> _Written request_
In the entries below, format each line from the one containing "the white interior" through the last line, inclusive, as a row of a Markdown table with the columns Row and Line. Skip blank lines and omit the pictures.

(Entries taken from a collection)
/---

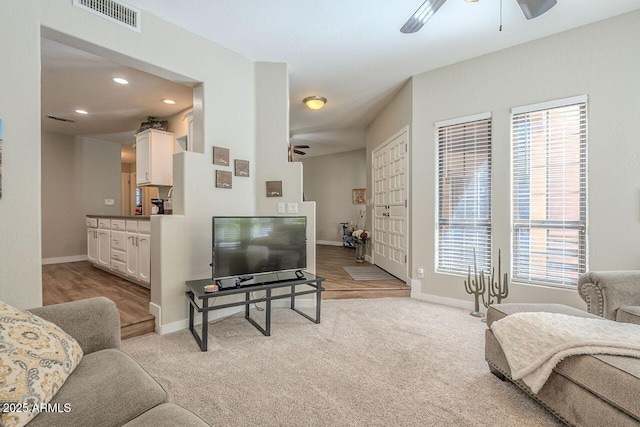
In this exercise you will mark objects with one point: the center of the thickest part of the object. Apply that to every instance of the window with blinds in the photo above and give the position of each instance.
(464, 194)
(549, 192)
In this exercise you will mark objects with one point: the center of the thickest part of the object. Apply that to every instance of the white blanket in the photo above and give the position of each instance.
(534, 343)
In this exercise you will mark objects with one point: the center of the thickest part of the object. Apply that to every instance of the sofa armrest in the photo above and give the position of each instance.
(605, 291)
(93, 322)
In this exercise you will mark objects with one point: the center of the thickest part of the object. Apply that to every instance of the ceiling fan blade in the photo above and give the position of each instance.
(421, 16)
(534, 8)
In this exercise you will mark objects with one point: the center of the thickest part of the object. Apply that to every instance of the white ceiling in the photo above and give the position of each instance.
(73, 79)
(352, 51)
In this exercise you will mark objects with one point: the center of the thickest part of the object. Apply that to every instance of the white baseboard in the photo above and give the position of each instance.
(453, 302)
(155, 309)
(61, 260)
(328, 242)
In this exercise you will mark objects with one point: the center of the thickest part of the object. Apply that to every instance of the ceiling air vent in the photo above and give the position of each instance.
(113, 10)
(60, 119)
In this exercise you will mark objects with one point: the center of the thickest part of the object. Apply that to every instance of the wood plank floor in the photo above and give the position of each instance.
(79, 280)
(329, 263)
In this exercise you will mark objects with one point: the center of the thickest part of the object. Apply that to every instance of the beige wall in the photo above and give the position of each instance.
(77, 175)
(272, 136)
(329, 181)
(599, 60)
(182, 250)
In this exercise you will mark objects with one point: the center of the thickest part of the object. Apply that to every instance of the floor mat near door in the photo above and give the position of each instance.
(367, 273)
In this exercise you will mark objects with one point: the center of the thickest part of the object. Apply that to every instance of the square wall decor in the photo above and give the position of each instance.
(221, 156)
(241, 167)
(274, 188)
(223, 179)
(359, 196)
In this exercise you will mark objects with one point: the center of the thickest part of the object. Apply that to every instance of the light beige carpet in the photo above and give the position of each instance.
(384, 362)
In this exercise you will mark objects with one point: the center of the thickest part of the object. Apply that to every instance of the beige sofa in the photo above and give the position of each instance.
(108, 388)
(585, 390)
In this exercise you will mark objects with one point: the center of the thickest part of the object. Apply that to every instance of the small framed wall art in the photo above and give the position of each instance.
(241, 167)
(274, 188)
(223, 179)
(221, 156)
(359, 196)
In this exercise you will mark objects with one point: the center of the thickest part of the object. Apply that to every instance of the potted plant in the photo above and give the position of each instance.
(360, 238)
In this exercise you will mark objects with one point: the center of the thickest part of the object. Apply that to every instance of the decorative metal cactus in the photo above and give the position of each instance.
(494, 289)
(499, 289)
(476, 287)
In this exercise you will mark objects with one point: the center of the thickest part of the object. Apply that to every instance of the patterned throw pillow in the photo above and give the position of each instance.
(36, 357)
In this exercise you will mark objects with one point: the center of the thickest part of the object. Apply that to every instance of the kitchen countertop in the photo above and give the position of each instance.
(120, 216)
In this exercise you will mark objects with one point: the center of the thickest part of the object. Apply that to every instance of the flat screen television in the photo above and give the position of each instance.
(244, 247)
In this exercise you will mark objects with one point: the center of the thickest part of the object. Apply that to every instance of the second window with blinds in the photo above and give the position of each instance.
(464, 194)
(550, 192)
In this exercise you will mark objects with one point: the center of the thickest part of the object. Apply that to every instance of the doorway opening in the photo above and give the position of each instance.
(89, 122)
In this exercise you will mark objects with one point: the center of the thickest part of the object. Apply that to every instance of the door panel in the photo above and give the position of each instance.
(390, 206)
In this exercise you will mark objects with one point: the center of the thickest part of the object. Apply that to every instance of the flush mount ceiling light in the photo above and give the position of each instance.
(314, 102)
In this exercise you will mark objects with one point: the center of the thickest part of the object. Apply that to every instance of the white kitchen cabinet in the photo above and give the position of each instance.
(92, 245)
(138, 264)
(154, 158)
(104, 248)
(122, 247)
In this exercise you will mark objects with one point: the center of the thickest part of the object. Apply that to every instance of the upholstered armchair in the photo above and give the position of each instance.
(614, 295)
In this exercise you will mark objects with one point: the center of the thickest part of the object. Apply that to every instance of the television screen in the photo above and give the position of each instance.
(246, 246)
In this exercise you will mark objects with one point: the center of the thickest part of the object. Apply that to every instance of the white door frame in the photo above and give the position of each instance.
(404, 130)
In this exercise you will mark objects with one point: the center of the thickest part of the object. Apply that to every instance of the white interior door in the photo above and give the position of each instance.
(389, 173)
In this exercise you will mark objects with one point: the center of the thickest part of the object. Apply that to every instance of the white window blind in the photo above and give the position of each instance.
(464, 195)
(549, 193)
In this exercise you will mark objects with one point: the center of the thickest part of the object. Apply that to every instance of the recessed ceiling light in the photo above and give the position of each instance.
(314, 102)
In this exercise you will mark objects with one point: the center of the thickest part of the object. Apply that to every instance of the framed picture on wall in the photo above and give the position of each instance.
(274, 188)
(241, 167)
(221, 156)
(223, 179)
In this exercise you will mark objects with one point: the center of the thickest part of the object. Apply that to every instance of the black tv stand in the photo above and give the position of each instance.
(302, 278)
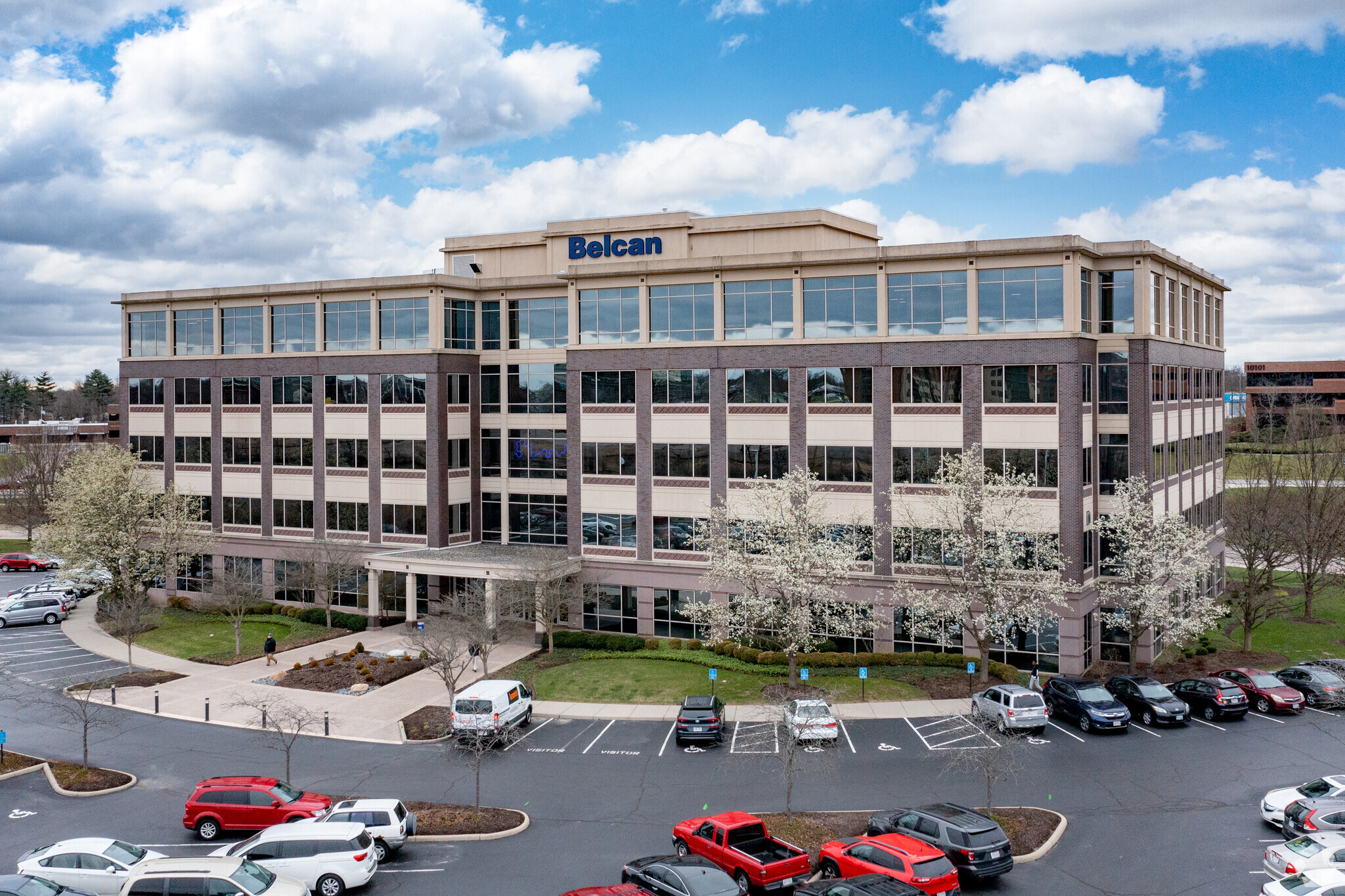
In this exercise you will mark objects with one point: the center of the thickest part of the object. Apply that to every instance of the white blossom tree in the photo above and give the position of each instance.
(1155, 562)
(787, 555)
(997, 570)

\---

> _Complete output_
| Row | Line |
|---|---|
| 1 | In this exercise you will mark objects with one point: the center of the thickest part of the object. Apply that to every instance of the white interior door in the photo above and give the position of each instance. |
| 2 | (389, 173) |
| 3 | In this exercise you will mark objects with one point: the center of the thickest part of the object. Apply that to every instance of the white window blind in the photo above and give the position of each instance. |
| 4 | (464, 195) |
| 5 | (549, 193) |
| 6 | In this exercise you will mark objects with one point: the center of the thickest part of the object. Apply that to every instance of the recessed ceiling light in the photo above and give the position of each instance. |
| 7 | (314, 102) |
| 8 | In this exercise you will mark objects with one point: the center of the thickest part of the object. Apply that to every instance of the framed picture on wall in the photo above and give the position of each instance. |
| 9 | (274, 188) |
| 10 | (241, 167) |
| 11 | (221, 156) |
| 12 | (223, 179) |
| 13 | In this exercise you will mark objects with one point: the center of the thickest part of the object. Apply that to every instance of the black tv stand in the photo above and give the position of each instance. |
| 14 | (302, 278) |
| 15 | In this exercise you will mark objects with one point: the center of the thickest part of the object. Apply that to every instance of the white blossom tree in the photo above and give the position of each instance. |
| 16 | (1155, 562) |
| 17 | (787, 555) |
| 18 | (997, 570) |